━━━ DATASET CONTENT
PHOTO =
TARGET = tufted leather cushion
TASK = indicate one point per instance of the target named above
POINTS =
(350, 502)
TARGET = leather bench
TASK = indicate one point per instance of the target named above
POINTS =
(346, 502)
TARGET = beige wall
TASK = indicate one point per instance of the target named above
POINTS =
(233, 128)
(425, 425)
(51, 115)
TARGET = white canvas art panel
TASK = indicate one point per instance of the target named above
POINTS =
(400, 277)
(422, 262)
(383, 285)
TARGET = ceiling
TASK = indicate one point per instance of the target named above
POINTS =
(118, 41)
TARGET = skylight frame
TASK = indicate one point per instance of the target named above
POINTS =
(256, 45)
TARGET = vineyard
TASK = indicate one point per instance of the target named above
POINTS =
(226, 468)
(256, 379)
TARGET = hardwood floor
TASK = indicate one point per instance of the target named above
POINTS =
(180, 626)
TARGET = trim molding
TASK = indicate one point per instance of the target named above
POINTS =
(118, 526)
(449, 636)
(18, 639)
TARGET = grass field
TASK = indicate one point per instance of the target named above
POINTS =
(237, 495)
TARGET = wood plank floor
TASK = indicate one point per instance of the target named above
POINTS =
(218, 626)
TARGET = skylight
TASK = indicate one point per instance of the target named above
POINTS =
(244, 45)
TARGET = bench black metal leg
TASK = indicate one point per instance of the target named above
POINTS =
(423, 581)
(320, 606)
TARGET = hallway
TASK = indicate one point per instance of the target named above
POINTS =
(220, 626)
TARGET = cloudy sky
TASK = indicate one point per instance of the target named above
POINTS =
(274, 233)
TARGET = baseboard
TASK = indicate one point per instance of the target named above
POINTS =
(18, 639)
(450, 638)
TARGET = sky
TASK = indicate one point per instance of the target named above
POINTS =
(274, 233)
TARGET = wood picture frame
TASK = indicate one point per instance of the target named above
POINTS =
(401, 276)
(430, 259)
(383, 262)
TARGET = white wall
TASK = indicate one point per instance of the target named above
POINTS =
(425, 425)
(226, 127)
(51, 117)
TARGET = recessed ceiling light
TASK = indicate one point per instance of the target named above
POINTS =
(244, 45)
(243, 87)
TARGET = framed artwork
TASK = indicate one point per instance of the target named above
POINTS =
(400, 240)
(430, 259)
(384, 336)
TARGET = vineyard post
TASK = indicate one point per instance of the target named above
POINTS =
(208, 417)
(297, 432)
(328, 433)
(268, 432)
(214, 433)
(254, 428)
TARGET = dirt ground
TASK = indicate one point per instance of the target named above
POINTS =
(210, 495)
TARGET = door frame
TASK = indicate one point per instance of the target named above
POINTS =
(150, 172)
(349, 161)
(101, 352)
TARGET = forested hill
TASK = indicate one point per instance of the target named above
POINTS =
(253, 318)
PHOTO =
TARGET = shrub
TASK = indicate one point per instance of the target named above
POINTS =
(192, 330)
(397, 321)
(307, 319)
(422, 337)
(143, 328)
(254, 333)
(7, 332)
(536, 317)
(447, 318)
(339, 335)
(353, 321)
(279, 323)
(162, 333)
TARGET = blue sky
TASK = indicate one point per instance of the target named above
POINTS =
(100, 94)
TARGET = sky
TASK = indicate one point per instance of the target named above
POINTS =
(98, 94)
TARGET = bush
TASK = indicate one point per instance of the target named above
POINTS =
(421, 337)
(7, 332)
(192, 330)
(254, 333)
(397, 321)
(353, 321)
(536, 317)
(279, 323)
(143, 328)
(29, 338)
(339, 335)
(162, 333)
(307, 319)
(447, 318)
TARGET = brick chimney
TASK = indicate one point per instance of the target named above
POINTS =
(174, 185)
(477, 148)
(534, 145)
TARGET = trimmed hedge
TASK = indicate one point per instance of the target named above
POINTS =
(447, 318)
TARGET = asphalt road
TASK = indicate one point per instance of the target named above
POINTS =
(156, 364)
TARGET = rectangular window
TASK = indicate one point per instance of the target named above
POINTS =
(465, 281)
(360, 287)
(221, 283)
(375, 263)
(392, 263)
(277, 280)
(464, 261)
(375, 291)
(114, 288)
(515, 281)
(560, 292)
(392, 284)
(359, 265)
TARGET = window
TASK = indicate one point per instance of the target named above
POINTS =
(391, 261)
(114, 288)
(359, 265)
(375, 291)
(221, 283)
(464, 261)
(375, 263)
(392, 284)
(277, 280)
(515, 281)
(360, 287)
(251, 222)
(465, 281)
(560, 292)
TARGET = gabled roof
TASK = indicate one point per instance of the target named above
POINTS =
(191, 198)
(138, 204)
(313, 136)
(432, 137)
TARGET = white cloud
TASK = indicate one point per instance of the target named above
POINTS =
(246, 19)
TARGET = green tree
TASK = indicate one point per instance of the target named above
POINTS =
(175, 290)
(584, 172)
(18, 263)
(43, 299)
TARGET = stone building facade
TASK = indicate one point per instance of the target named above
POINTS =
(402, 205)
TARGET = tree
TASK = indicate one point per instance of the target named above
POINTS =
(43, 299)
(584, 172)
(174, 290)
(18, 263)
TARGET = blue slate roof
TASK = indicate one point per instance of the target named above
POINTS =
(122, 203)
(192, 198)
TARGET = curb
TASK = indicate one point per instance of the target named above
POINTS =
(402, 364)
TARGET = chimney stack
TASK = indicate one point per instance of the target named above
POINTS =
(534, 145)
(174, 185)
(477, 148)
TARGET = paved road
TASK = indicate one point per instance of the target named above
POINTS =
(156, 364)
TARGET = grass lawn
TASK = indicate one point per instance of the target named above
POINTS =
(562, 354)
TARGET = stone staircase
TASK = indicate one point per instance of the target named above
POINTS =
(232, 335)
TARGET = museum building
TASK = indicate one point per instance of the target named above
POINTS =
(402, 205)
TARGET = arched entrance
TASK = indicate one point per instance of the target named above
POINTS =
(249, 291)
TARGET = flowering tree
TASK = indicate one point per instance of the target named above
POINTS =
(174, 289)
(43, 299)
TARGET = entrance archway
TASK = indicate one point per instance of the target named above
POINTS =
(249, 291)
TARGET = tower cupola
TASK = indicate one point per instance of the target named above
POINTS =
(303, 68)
━━━━━━
- TASK DETAILS
Please retype all of the lines above exactly as they appear.

- RESPONSE TO THIS EXERCISE
PHOTO =
TARGET = tufted leather cushion
TASK = indicate one point per instance of the target named above
POINTS =
(350, 502)
TARGET = leather bench
TASK = indicate one point per instance of the target named above
POINTS =
(346, 502)
TARGET = beige wall
TASK = indicate one point per instance of the target named above
POINTS =
(233, 128)
(425, 425)
(51, 115)
TARGET = white canvas art panel
TASK = indicate one point per instance of the target named above
POINTS =
(400, 277)
(422, 262)
(383, 285)
TARGET = ceiling
TASK = indicate one point per instance of the target named above
POINTS =
(118, 41)
TARGET = skylight frame
TASK = indicate one point per instance of the target named above
POINTS =
(256, 45)
TARGET = vineyard
TASK = indicate one point per instance of the target named above
POINTS =
(226, 468)
(256, 379)
TARGET = hardwood floor
TASK = indicate one point per instance of the target named above
POINTS =
(180, 626)
TARGET = trim molding
TASK = indicate one point per instance of the target named above
POINTS =
(118, 526)
(449, 636)
(18, 639)
TARGET = grass field
TASK = indicate one point per instance of the target named above
POINTS =
(237, 495)
TARGET = wood plank floor
TASK = indicate one point per instance of the target named above
POINTS =
(218, 626)
TARGET = skylight
TASK = indicate one point per instance of the target named above
POINTS =
(244, 45)
TARGET = bench black metal leg
TASK = indicate one point per instance of the target named above
POINTS =
(423, 581)
(320, 606)
TARGET = hallway
TASK = indicate one point per instance of the target named above
POINTS =
(220, 626)
TARGET = cloudy sky
TASK = indicate one point per instance of the target named above
POINTS =
(274, 233)
TARGET = baseboard
TASK = indicate one point per instance of the target named above
POINTS =
(18, 639)
(450, 638)
TARGET = sky
TASK = indicate one point per instance of the target named above
POINTS =
(274, 233)
TARGET = wood picture frame
TASK = indicate one point per instance of the target named above
POINTS =
(401, 276)
(430, 259)
(383, 262)
TARGET = white wall
TASK = indicate one point per instance of the target named above
POINTS =
(425, 425)
(226, 127)
(51, 117)
TARGET = recessed ceiling light
TASK = indicate one point per instance of the target named above
POINTS =
(244, 45)
(243, 87)
TARGET = framed artwork
TASK = indicate one point per instance of the target named above
POINTS =
(400, 240)
(430, 259)
(384, 336)
TARGET = vineyard post
TASK = indicate one point per instance of the target named above
POINTS =
(208, 417)
(297, 432)
(328, 433)
(268, 432)
(214, 433)
(254, 428)
TARGET = dirt ground
TASK = indicate one point per instance of the target named above
POINTS =
(210, 495)
TARGET = door frame
TASK = indicate one point per instance of the target named above
POINTS =
(150, 172)
(349, 161)
(101, 352)
TARGET = forested hill
TASK = indicate one point per instance of the target named above
POINTS =
(253, 318)
PHOTO =
TARGET = shrub
TASK = indicate one point per instance of the target named above
POINTS =
(192, 330)
(397, 321)
(307, 319)
(422, 337)
(143, 328)
(254, 333)
(7, 332)
(536, 317)
(447, 318)
(339, 335)
(353, 321)
(279, 323)
(162, 333)
TARGET = blue sky
TASK = indicate one point per instance of the target named above
POINTS =
(100, 94)
TARGET = sky
TASK = indicate one point per instance of the target named above
POINTS =
(98, 94)
TARGET = bush
TASK = indicate one point per instance of the target named above
POINTS =
(421, 337)
(7, 332)
(192, 330)
(254, 333)
(397, 321)
(353, 321)
(536, 317)
(279, 323)
(143, 328)
(29, 338)
(339, 335)
(162, 333)
(307, 319)
(447, 318)
TARGET = brick chimney
TASK = indicate one point per instance of the target named above
POINTS =
(174, 185)
(477, 148)
(534, 145)
TARGET = trimmed hedge
TASK = indicate one point per instance of the target named above
POINTS =
(447, 318)
TARGET = asphalt road
TASK = indicate one point per instance of the target named above
POINTS =
(156, 364)
TARGET = rectangular window
TASK = indicate one point per instance of the target named above
POINTS =
(465, 281)
(360, 287)
(221, 283)
(375, 263)
(392, 263)
(277, 280)
(464, 261)
(375, 291)
(114, 288)
(515, 281)
(560, 292)
(392, 284)
(359, 265)
TARGET = window
TASK = indicate one point per instance of the target named above
POINTS =
(391, 261)
(114, 288)
(359, 265)
(375, 291)
(221, 283)
(464, 261)
(375, 263)
(392, 284)
(277, 280)
(515, 281)
(360, 287)
(251, 222)
(465, 281)
(560, 292)
TARGET = gabled roof
TASK = indicate one point per instance of the target named above
POINTS =
(191, 198)
(138, 204)
(313, 136)
(432, 137)
TARGET = white cloud
TASK = indicate one point per instance of the target named above
POINTS =
(246, 19)
TARGET = green tree
TASK = indicate one point per instance of the target named above
POINTS =
(175, 290)
(584, 172)
(18, 263)
(43, 299)
TARGET = stone building facade
TASK = indicate one point per instance of the target named above
POINTS =
(402, 205)
TARGET = tree
TASK = indicate one point per instance of the target named above
POINTS =
(43, 299)
(584, 172)
(174, 290)
(18, 263)
TARGET = blue slate roof
TASK = indicate one point per instance of the target named above
POINTS =
(122, 203)
(192, 198)
TARGET = curb
TASK = indicate one point per instance of the target named above
POINTS =
(402, 364)
TARGET = chimney stack
TASK = indicate one point per instance of the target named above
POINTS =
(534, 145)
(174, 185)
(477, 148)
TARGET = paved road
TASK = indicate one point per instance of the target named above
POINTS =
(156, 364)
TARGET = grass lawn
TASK = indicate one point per instance of the target named above
POINTS =
(562, 354)
TARGET = stone staircase
TASK = indicate one point per instance of the target named above
POINTS =
(232, 335)
TARGET = museum building
TASK = indicate one point per instance of the target named above
POINTS =
(402, 205)
TARGET = arched entrance
TASK = indicate one point per instance of the target named above
POINTS =
(249, 291)
TARGET = flowering tree
TASK = indicate one point per instance of the target named above
POINTS =
(174, 289)
(43, 299)
TARGET = entrance archway
TASK = indicate one point per instance of the target named above
POINTS =
(249, 291)
TARGET = tower cupola
TASK = indicate one point per instance of the target named above
POINTS =
(303, 68)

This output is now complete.